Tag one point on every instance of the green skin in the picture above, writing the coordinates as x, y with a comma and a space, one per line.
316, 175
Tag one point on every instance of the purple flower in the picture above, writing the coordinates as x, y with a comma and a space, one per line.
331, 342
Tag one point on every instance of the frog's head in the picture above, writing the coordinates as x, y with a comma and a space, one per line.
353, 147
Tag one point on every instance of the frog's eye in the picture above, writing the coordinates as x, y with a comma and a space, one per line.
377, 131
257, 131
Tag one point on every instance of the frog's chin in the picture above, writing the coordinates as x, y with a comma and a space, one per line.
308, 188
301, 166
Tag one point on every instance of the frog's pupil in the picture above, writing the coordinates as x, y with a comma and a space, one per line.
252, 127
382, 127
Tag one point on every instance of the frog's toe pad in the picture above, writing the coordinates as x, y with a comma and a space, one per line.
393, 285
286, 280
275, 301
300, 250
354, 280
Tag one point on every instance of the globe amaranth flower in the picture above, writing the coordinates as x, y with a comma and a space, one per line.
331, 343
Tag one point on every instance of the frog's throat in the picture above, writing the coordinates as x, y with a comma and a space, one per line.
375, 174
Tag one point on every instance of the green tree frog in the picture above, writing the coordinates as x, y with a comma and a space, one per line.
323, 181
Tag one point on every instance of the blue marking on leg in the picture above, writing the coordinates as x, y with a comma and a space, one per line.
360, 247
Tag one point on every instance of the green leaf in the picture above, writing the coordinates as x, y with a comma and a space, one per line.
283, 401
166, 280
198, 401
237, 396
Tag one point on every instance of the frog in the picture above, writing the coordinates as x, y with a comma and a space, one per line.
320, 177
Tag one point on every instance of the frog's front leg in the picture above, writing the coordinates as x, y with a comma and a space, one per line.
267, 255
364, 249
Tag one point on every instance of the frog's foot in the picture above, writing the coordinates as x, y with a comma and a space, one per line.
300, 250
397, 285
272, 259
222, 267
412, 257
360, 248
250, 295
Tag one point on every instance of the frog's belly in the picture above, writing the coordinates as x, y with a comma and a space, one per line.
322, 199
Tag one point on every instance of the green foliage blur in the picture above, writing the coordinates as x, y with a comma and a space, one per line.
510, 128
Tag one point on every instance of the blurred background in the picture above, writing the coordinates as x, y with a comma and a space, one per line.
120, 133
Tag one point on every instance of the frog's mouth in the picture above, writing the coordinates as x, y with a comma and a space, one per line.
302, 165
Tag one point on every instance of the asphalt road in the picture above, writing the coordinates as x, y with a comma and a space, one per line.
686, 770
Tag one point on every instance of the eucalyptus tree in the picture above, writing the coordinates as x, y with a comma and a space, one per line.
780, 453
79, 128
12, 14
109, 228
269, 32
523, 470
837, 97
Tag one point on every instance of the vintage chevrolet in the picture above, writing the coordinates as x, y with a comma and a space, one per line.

□ □ □

Activity:
Faithfully reproduce all of the material.

Answer area:
Tag one point on every instance of the green skin in the picture above, writing the coordinates as x, y with a comma and a space, one per line.
316, 175
Tag one point on every instance of the purple flower in the picture above, writing the coordinates as x, y with a comma and a space, one per line.
331, 342
Tag one point on every instance of the frog's head in the picture above, writing the coordinates as x, y with a comma and a space, one per line.
353, 147
Tag one point on every instance of the frog's eye in the picture above, writing the coordinates as x, y with a comma and a space, one per line.
377, 131
257, 131
Tag one point on every instance of the frog's chin in the picture above, writing the coordinates as x, y with a comma and a space, one per line.
308, 188
301, 166
Tag one point on every instance of the frog's pupil in the picture above, writing the coordinates as x, y with a comma and a space, one per line.
252, 127
382, 127
Tag one point on every instance of the frog's toe pad in the picture above, writing the coordinates as x, y with a comma and a space, one per line.
393, 285
286, 280
275, 301
300, 250
354, 280
Tag one point on every instance of the globe amaranth flower in the picture above, writing the coordinates as x, y with a comma and a space, one per line.
331, 343
Tag one point on every instance of the frog's throat in the picture above, writing the coordinates as x, y with a comma and a space, one per line.
375, 174
Tag one point on every instance of the green tree frog in the picture above, writing the coordinates as x, y with a comma and a space, one per line.
323, 181
Tag one point on every instance of the blue marking on leg in the picture above, writing the coordinates as x, y with a comma and a space, one per line.
360, 247
Tag one point on every instance of the green leaf in the picture above, writing the coordinates as x, y with a comma and a space, one per line.
283, 401
166, 280
198, 401
237, 396
Tag one point on every instance of the frog in the picture above, writing the coordinates as x, y with a comma and a space, one per line.
320, 177
Tag one point on every instance of the frog's front leg in the picture above, writing the coordinates as x, y with a comma and a space, one per line.
267, 255
364, 249
Tag one point on every instance of the frog's foot in the picture above, writing the coordinates as x, y with a comma and a space, one per line.
300, 250
397, 285
272, 259
222, 267
412, 257
360, 248
250, 295
Tag one point on every instance of the frog's belly in the picture above, writing the coordinates as x, y with a comma and a space, one per line.
322, 199
Tag one point on every instance of the green foliage blur in the picture above, writing the coordinates as x, y with a comma and a space, one per line.
510, 128
Tag one point on every instance of the blurred background in the picture above, writing the coordinates as x, y with a comma and a space, one per line.
120, 133
Tag one point on every instance of the frog's mouth in the picture above, writing the coordinates as x, y with a comma and a space, one per line.
302, 165
Tag one point on every instance of the asphalt road in the picture above, writing the coordinates as x, y with a comma and a space, one per line.
686, 770
Tag one point on every instance of the eucalyptus tree in the picture above, writing the coordinates as x, y with a comma and a space, one per line.
780, 453
79, 128
12, 14
109, 228
269, 32
523, 470
837, 97
Tag one point on every instance of the vintage chevrolet in the picture above, writing the coordinates as x, y with a comma and a space, one per line.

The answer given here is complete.